Dans le cadre d’un projet TACKLE – qui signifie en anglais Combattre le travail des enfants à travers l’éducation – mené dans le village de Ramena, Bernadette a suivi un cours d’alphabétisation pendant trois mois, puis une formation de six mois dans le tourisme et l’hôtellerie. Aujourd’hui âgée de 19 ans, elle dit gagner «décemment sa vie» en travaillant pour un groupe environnemental.

Martin Antoine Ranaivorarisoa, qui habite à Ramena, explique que la collaboration entre la communauté de Ramena et l’OIT «a été une réussite puisque des enfants ont été retirés de l’exploitation commerciale, et leurs parents, pour la plupart, ont été encouragés à maintenir ou renvoyer leurs enfants à l’école». Madagascar – comme d’autres pays dans le monde –souffre depuis longtemps du fléau de l’exploitation sexuelle des enfants mais, avec le déclin de l’économie depuis 2009, le problème a pris une ampleur nouvelle.

C’est ce qui ressort clairement du rapport de décembre 2013 de Najat Maala M’Jid, Rapporteur spécial des Nations Unies sur les questions de vente d’enfants, de prostitution et de pornographie impliquant des enfants.

La prostitution à Madagascar atteint un niveau alarmant et a nettement augmenté au cours des dernières années."
Najat Maalla M’Jid, UN
Les chiffres fiables sont difficiles à réunir, mais Mme M’Jid a déclaré dans son rapport que les experts s’accordent sur le fait que «la prostitution à Madagascar atteint un niveau alarmant et a nettement augmenté au cours des dernières années, surtout depuis 2009».

§ **ÉNONCÉ A**: Pour chaque affirmation, dites si l'extrait sur Madagascar la confirme, par oui ou par non, en citant mot pour mot les termes qui tranchent. (i) Bernadette a suivi une formation de six mois dans le tourisme et l'hôtellerie. (ii) Le rapport du Rapporteur spécial des Nations Unies date de décembre 2012. (iii) Selon ce rapport, les chiffres fiables sont faciles à réunir.
§ **ÉNONCÉ B**: Recopiez tout le passage de l'extrait sur Madagascar qui va de « Martin Antoine Ranaivorarisoa, qui » jusqu'à « impliquant des enfants. ».

§ **Données brutes**:
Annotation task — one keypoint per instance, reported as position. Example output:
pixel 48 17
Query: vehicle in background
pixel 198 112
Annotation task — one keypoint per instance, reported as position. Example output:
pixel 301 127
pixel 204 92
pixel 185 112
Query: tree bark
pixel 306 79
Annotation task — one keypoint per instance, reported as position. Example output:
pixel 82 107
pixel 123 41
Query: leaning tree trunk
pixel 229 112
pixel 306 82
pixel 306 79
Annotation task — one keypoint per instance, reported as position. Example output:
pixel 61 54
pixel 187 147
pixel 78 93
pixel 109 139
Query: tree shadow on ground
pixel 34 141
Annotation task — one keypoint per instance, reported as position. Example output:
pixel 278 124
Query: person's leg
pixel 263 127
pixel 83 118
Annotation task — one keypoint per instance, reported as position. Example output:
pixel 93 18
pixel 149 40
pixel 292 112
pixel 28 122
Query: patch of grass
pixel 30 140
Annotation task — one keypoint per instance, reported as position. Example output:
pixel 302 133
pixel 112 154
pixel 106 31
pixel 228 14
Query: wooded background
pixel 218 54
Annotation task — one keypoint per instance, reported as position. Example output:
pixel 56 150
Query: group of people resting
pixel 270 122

§ **RÉSULTAT A**:
(i) Oui : « puis une formation de six mois dans le tourisme et l’hôtellerie ».
(ii) Non : « du rapport de décembre 2013 ».
(iii) Non : « Les chiffres fiables sont difficiles à réunir ».

§ **RÉSULTAT B**:
Martin Antoine Ranaivorarisoa, qui habite à Ramena, explique que la collaboration entre la communauté de Ramena et l’OIT «a été une réussite puisque des enfants ont été retirés de l’exploitation commerciale, et leurs parents, pour la plupart, ont été encouragés à maintenir ou renvoyer leurs enfants à l’école». Madagascar – comme d’autres pays dans le monde –souffre depuis longtemps du fléau de l’exploitation sexuelle des enfants mais, avec le déclin de l’économie depuis 2009, le problème a pris une ampleur nouvelle.

C’est ce qui ressort clairement du rapport de décembre 2013 de Najat Maala M’Jid, Rapporteur spécial des Nations Unies sur les questions de vente d’enfants, de prostitution et de pornographie impliquant des enfants.